— Prompt —
When you reproduce the listing below, keep every entry exactly as written.
BEGIN Provided data
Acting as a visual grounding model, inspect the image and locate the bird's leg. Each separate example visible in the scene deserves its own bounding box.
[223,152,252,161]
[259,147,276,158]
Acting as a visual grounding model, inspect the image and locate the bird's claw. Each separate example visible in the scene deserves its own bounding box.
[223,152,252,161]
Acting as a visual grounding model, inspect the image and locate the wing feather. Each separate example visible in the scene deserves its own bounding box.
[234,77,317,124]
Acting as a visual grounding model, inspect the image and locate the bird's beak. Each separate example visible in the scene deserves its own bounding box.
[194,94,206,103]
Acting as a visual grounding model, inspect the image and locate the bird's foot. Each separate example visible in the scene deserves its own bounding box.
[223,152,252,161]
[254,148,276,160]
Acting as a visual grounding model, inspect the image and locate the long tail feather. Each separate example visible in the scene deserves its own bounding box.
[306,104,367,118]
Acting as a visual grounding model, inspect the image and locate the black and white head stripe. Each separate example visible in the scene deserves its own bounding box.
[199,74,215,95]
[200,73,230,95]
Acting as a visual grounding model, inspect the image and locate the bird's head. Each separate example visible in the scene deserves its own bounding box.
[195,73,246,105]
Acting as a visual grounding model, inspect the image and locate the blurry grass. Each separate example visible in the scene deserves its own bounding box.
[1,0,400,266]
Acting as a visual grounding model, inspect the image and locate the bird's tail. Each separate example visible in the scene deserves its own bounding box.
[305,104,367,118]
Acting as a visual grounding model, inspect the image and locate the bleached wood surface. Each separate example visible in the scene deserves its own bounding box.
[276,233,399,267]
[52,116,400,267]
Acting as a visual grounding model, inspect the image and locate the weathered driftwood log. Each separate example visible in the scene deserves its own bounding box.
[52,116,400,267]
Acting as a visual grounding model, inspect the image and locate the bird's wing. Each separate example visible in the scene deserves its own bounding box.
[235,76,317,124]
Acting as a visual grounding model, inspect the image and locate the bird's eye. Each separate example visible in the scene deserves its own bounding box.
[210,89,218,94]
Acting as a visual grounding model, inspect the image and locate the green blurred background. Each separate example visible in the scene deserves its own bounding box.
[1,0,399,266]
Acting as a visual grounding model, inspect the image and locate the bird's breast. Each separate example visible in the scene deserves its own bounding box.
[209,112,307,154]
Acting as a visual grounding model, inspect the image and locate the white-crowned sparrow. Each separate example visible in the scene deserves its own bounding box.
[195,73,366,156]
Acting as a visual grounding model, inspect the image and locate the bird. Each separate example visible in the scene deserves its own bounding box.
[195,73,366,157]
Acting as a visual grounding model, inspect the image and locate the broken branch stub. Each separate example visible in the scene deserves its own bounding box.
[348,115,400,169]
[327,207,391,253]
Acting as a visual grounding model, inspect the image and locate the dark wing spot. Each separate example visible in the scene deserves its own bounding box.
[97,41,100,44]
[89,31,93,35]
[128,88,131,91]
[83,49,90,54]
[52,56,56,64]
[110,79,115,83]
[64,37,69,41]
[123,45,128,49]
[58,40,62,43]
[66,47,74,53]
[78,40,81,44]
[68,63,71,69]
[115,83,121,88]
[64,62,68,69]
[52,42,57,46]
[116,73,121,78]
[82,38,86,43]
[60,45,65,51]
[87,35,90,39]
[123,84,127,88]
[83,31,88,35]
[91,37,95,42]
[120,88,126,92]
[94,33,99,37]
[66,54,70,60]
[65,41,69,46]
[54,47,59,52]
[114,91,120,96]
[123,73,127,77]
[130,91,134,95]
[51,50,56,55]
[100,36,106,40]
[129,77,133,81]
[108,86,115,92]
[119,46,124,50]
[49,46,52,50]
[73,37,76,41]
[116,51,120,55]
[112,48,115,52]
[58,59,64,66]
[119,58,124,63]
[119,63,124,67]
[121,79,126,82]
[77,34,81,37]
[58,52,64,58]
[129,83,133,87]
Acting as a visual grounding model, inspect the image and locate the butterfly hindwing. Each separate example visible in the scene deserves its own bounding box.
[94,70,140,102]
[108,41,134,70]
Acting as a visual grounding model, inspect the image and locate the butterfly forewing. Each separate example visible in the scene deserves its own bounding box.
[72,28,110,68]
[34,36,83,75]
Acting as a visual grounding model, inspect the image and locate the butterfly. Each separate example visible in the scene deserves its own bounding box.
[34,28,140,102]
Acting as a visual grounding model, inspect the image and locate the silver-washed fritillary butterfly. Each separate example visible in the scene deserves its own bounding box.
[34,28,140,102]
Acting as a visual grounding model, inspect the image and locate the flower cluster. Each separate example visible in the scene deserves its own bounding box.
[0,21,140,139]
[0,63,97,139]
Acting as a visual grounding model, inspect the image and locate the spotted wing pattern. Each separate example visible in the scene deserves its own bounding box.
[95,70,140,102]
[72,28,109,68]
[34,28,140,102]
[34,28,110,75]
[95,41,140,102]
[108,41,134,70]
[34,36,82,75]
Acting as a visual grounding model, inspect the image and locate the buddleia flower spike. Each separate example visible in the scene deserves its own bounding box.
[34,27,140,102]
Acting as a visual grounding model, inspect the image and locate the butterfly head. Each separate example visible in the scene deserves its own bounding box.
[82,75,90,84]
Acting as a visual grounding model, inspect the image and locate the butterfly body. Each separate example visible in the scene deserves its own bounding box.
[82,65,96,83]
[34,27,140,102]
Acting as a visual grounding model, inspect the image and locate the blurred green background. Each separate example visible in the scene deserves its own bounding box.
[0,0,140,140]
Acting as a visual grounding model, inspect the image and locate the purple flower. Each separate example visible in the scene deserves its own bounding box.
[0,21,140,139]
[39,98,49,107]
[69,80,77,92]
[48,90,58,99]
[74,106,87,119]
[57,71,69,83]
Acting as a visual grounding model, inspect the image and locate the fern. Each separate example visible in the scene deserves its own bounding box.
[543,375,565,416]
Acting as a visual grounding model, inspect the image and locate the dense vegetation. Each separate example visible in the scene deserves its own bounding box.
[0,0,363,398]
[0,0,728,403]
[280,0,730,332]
END Provided data
— The answer —
Acting as a visual grounding model, inspect the image and locate the bird's leg. Each separate example visible in the scene deserves its own bounding box.
[223,152,252,161]
[259,147,276,158]
Acting as a visual grounding model, inspect the image and locate the bird's claw. Each separate example visible in the scene deserves its own bounding box.
[223,152,252,161]
Acting as a visual grounding model, inspect the image and locate the wing feather. Each separate example visible in the scene deserves its own bounding box.
[234,77,317,124]
Acting as a visual grounding model, inspect the image and locate the bird's beak. Each separate example visible in the scene deserves its own bounding box.
[194,94,206,103]
Acting as a visual grounding model, inspect the image and locate the bird's foot. Each separate example visible in the scene deserves its own bounding box.
[223,152,252,161]
[254,148,276,160]
Acting as a visual grounding model, inspect the image and locate the long tail feather. Each separate example visible in the scene deserves its own bounding box.
[306,104,367,118]
Acting as a visual grounding model, inspect the image and locate the black and white head stripe. Each separate example visible in the scene deserves its own bounding box.
[199,74,215,95]
[200,73,230,95]
Acting as a visual grounding model, inspect the image and locate the bird's head. Each separate example visible in the scene deserves its own bounding box.
[195,73,246,105]
Acting as a visual grounding model, inspect the image and locate the blurry grass. Each separate example visible in the scene deserves its own bounding box.
[1,0,400,266]
Acting as a visual grounding model, inspect the image and locate the bird's tail. Each separate example visible in the scene deserves its own bounding box.
[305,104,367,118]
Acting as a visual grounding model, inspect the image and locate the bleached wood surface. Each separate example visible in the scene deserves its own bounding box.
[276,233,399,267]
[52,116,400,267]
Acting as a visual grounding model, inspect the image and locate the weathered driftwood log. Each separate example visible in the scene deserves its own bounding box.
[52,116,400,267]
Acting as a visual grounding model, inspect the image and locate the bird's wing. Each separate example visible in the scene deserves its own bounding box.
[235,76,317,124]
Acting as a visual grounding model, inspect the image and locate the bird's eye. Each separate example visible in the scene deserves its own bounding box.
[210,89,218,94]
Acting as a visual grounding model, inspect the image and locate the green blurred background. Each separate example visible in the scene deserves its own bounding box.
[1,0,399,266]
Acting as a visual grounding model, inspect the image and locate the bird's breast. Each separate example visible in the scene deserves its own bounding box.
[209,112,307,154]
Acting as a visual grounding model, inspect the image and locate the white-crowned sparrow. Each separate example visible in the scene deserves its own bounding box.
[195,73,366,156]
Acting as a visual grounding model, inspect the image and locate the bird. Each separate example visible in the scene deserves its own bounding box.
[195,73,366,157]
Acting as a visual grounding model, inspect the image and locate the broken branch stub. Each separate example visible in the scene deserves its own bounding box.
[348,115,400,169]
[327,207,391,253]
Acting as a visual grounding model, inspect the image and locate the dark wing spot. Each separate example visible in the scene deserves its own bounding box.
[97,41,100,44]
[89,31,93,35]
[128,88,131,91]
[83,49,90,54]
[52,56,56,64]
[110,79,115,83]
[64,37,69,41]
[123,45,128,49]
[58,40,62,43]
[66,47,74,53]
[78,40,81,44]
[68,63,71,69]
[115,83,121,88]
[64,62,68,69]
[52,42,57,46]
[116,73,121,78]
[82,38,86,43]
[60,45,65,51]
[87,35,90,39]
[123,84,127,88]
[83,31,88,35]
[91,37,95,42]
[120,88,126,92]
[94,33,99,37]
[66,54,70,60]
[65,41,69,46]
[54,47,59,52]
[114,91,120,96]
[123,73,127,77]
[130,91,134,95]
[51,50,56,55]
[100,36,106,40]
[129,77,133,81]
[108,86,115,92]
[119,46,124,50]
[49,46,52,50]
[73,37,76,41]
[116,51,120,55]
[112,48,115,52]
[58,59,64,66]
[119,58,124,63]
[119,63,124,67]
[121,79,126,82]
[77,34,81,37]
[58,52,64,58]
[129,83,133,87]
Acting as a visual grounding model, inspect the image and locate the butterfly hindwing. Each separate example visible in the scene deserves its own bounding box.
[94,70,140,102]
[108,41,134,70]
Acting as a visual grounding model, inspect the image and locate the butterfly forewing. Each separate example visible in the scene deserves its own bounding box.
[72,28,110,68]
[34,36,83,75]
Acting as a visual grounding model, inspect the image and locate the butterfly. Each separate example visible in the scene deserves its own bounding box.
[34,28,140,102]
Acting as a visual grounding model, inspect the image and locate the silver-washed fritillary butterfly. Each separate example visible in the scene deserves its own bounding box.
[34,28,140,102]
Acting as a visual grounding model, inspect the image and locate the flower cluster. Each separate example visible in the scene deserves its own bounding box.
[0,21,140,139]
[0,63,97,139]
Acting as a visual grounding model, inspect the image and locate the spotted wing pattern. Each separate example visible in the scene deserves its own bounding box.
[95,70,140,102]
[72,28,109,68]
[34,28,140,102]
[34,28,110,75]
[95,41,140,102]
[108,41,134,70]
[34,36,82,75]
Acting as a visual grounding model, inspect the image and locate the buddleia flower spike. Each separate example visible in the scene deserves its own bounding box.
[34,27,140,102]
Acting as a visual grounding model, inspect the image and locate the butterfly head. Each separate example visible in the scene deserves its own bounding box.
[82,75,90,84]
Acting as a visual grounding model, inspect the image and locate the butterfly body. Each separate example visible in the scene deserves its own bounding box.
[82,65,96,83]
[34,27,140,102]
Acting as a visual grounding model, inspect the image and locate the blurred green background. Each separate example visible in the scene deserves its own bounding box.
[0,0,140,140]
Acting as a visual grounding model, inspect the image and locate the purple flower. Each separate example visible in the scene deserves its own bounding box.
[0,21,140,139]
[39,98,49,107]
[69,80,77,92]
[48,90,58,99]
[74,106,87,119]
[57,71,69,83]
Acting as a visual grounding model, inspect the image and locate the fern. Each separate example visible in the scene deserves its own bounding box.
[543,375,565,416]
Acting as a visual grounding model, inspect the image and locate the dense vegetation. Each separate example visible in the scene deserves its own bounding box.
[0,0,363,398]
[0,0,728,403]
[280,0,730,332]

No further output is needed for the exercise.